#### Your objective
Reproduce the stretch of the listing from the line containing "class is white" through the line containing "[447,29,465,41]", requests included, shifting every bounding-box coordinate in the answers up by 47.

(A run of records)
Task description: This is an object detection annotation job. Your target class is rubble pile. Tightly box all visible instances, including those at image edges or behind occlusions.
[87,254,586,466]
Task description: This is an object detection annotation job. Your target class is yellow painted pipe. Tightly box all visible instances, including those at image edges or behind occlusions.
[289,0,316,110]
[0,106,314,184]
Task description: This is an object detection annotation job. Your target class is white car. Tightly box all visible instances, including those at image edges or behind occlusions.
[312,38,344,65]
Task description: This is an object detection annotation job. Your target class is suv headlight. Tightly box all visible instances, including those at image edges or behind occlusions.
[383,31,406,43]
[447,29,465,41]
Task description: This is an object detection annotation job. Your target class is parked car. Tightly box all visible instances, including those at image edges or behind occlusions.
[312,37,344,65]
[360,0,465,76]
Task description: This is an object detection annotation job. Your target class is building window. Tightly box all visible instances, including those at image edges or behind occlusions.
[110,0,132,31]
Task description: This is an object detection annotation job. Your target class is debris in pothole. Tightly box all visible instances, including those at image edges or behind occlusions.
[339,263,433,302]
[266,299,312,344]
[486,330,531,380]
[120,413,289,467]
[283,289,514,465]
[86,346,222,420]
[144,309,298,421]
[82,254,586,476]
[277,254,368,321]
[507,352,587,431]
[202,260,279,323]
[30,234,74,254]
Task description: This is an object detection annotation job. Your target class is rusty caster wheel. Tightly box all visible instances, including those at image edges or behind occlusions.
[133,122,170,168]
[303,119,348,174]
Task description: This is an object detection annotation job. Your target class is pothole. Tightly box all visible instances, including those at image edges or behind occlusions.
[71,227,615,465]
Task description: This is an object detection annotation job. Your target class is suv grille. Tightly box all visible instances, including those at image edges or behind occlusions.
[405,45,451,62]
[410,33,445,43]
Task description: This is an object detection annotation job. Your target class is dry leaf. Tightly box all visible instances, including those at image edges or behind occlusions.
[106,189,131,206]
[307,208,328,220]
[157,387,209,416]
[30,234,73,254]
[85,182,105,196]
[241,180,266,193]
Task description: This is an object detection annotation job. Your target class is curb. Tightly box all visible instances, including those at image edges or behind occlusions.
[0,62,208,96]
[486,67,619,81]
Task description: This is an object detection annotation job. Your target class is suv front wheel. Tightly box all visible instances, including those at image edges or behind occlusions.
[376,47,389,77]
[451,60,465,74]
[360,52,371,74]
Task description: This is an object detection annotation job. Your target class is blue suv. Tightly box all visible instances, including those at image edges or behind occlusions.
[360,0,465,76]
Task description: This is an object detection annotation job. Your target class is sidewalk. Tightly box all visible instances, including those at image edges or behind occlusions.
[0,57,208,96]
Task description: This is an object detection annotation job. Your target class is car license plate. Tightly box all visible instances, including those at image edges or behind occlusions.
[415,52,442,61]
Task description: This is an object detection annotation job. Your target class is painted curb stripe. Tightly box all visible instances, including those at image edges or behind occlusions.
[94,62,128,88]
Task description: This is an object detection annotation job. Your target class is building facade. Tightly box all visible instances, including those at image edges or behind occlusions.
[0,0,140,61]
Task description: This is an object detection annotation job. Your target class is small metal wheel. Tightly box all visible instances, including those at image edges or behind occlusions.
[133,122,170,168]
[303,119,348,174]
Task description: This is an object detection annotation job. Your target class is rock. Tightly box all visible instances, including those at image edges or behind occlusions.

#### Correct answer
Task description: This is an object detection annotation job. Your target class is white car. Tightly box all visible instances, including those at image edges or behind occlusions.
[359,85,391,112]
Task description: This is an object detection annotation job. Your target class is suv headlight. Tightly box all visible instances, including those at image edges or behind occlusions.
[430,78,453,90]
[494,76,512,88]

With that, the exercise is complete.